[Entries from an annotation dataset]
····················

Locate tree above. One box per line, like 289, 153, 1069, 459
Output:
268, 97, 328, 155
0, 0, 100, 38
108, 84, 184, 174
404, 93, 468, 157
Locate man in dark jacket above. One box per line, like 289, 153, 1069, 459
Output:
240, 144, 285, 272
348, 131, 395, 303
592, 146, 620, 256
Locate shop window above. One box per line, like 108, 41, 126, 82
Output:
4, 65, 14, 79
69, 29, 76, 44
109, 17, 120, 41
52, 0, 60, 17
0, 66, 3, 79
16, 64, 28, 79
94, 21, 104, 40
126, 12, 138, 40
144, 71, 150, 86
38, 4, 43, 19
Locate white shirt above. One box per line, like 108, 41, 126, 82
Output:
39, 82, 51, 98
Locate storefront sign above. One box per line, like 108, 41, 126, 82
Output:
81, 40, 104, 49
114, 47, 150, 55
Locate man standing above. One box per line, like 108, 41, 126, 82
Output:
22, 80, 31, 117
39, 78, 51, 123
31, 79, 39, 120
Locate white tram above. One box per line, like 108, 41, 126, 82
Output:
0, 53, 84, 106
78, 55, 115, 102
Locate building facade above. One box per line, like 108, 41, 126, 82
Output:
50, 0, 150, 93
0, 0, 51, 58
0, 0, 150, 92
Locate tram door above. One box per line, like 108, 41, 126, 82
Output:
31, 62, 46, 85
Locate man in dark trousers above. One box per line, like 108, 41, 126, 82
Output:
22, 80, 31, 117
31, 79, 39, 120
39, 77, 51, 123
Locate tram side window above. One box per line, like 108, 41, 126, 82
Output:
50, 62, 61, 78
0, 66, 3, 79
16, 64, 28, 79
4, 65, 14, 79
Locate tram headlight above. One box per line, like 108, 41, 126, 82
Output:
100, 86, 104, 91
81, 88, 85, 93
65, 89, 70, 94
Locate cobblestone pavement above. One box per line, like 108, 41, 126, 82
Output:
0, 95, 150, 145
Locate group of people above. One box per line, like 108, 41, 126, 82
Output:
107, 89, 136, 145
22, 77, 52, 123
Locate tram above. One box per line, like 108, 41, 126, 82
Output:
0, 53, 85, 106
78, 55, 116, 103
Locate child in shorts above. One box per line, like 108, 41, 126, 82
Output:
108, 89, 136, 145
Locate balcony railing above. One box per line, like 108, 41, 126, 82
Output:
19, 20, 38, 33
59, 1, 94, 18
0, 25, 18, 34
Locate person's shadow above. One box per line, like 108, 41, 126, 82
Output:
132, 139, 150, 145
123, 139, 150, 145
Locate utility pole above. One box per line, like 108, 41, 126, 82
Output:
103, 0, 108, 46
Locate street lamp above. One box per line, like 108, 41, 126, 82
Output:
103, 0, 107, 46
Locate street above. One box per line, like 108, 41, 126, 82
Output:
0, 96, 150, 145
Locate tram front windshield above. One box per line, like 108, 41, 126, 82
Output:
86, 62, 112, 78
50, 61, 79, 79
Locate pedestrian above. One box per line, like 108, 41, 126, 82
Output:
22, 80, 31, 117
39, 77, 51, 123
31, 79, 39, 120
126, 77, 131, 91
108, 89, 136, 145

····················

Add 80 to every bounding box coordinate in the answers, and rewrite the rows above starting at the first line and ending at the line containing "592, 146, 620, 256", requests included and nothing past that line. Leave the requests and their sample boxes unchanged.

- _Reply to the exercise_
Locate tree above. One box per line, like 289, 153, 1069, 459
Output:
348, 177, 408, 235
80, 80, 180, 118
188, 164, 264, 254
484, 173, 548, 237
Locate man in dark jacket above. One box per line, like 289, 153, 1069, 459
Output:
320, 224, 365, 352
428, 211, 475, 383
672, 226, 700, 336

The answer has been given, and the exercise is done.